> [Verilen metin]:
-*-*-
Bizi Takip Edin

DİPLOMASİ

Maden Bakanı: Trump’ın açıklamaları Grönland yatırımcılarını ürkütme riski taşıyor

Yayınlanma

Grönland Madencilik Bakanı Naaja Nathanielsen, Donald Trump’ın Kuzey Kutbu adasını satın alma önerisinin, uluslararası yatırımcılara maden pazarlaması için “yıkıcı” olabileceği konusunda uyardı. 

Nathanielsen Financial Times’a (FT) verdiği demeçte, ABD’nin seçilmiş başkanının söyleminin ve özellikle de adayı ele geçirmek için güç kullanabileceğini ima etmesinin istikrarlı, kaynak zengini bir demokrasi olarak imajına zarar verme riski taşıdığını söyledi.

Nathanielsen, “Grönland’da askeri kullanımı dışlamamaktan bahsettiğinde, yatırımcıların Grönland’ı nasıl algılayacağı konusunda oldukça endişelendim; belki de istikrarsız veya istila edilmek üzere olan bir demokrasi olarak [görecekler]” dedi.

Bakan, bunun Grönland maden sektörü için yıkıcı olacağını çünkü yatırımcıların “istikrarsızlığı sevmediğini” savundu.

Maden yatırımcılarının kafası karışık

Konuyla ilgili bilgi sahibi bir kişi, bazı maden şirketlerinin ada hükümetinden “Grönland’ın ABD tarafından işgal edilmesi halinde” ruhsatlarının geçerliliğini koruyacağına dair bir garanti istediğini söyledi.

Fakat Nathanielsen, ABD’nin yeni başkanının sözlerini yorumlamanın doğru yolunun bu olmadığına inandığını söyledi ve “Söylemleri bir kenara bırakırsanız, Trump’ın Grönland’daki doğal kaynakların kullanılması gerektiğini düşündüğünü duyuyorum ve biz de bu konuda onunla tamamen hemfikiriz,” dedi.

Bakanlık portföyünde iş, ticaret, adalet ve cinsiyet eşitliği konuları bulunan Nathanielsen, Grönland’da faaliyet gösteren madencilik şirketlerinin de benzer bir görüşe sahip olduğunu ve aslında endişeli olmaktan çok kafalarının karışık olduğunu söyledi.
-*-*-
> [Veri satırları]:
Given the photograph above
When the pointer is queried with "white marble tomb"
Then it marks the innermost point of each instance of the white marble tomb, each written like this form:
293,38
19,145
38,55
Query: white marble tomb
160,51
-*-*-
> [Verilen görev 1]: Grönland haberinde “Nathanielsen Financial Times’a (FT) verdiği demeçte” diye başlayan paragrafı, ana bilgilerini koruyarak daha kısa biçimde yeniden yazın.
> [Verilen görev 2]: Grönland haberinin “Maden yatırımcılarının kafası” ifadesinden “garanti istediğini söyledi.” ifadesine kadar olan kısmını hiç değiştirmeden aktarın.

> [Doğru sonuç 1]: Nathanielsen FT’ye, ABD’nin seçilmiş başkanının söyleminin, özellikle de adayı zorla ele geçirebileceği imasının, adanın istikrarlı ve kaynak zengini bir demokrasi imajına zarar verebileceğini söyledi.

> [Doğru sonuç 2]:
Maden yatırımcılarının kafası karışık

Konuyla ilgili bilgi sahibi bir kişi, bazı maden şirketlerinin ada hükümetinden “Grönland’ın ABD tarafından işgal edilmesi halinde” ruhsatlarının geçerliliğini koruyacağına dair bir garanti istediğini söyledi.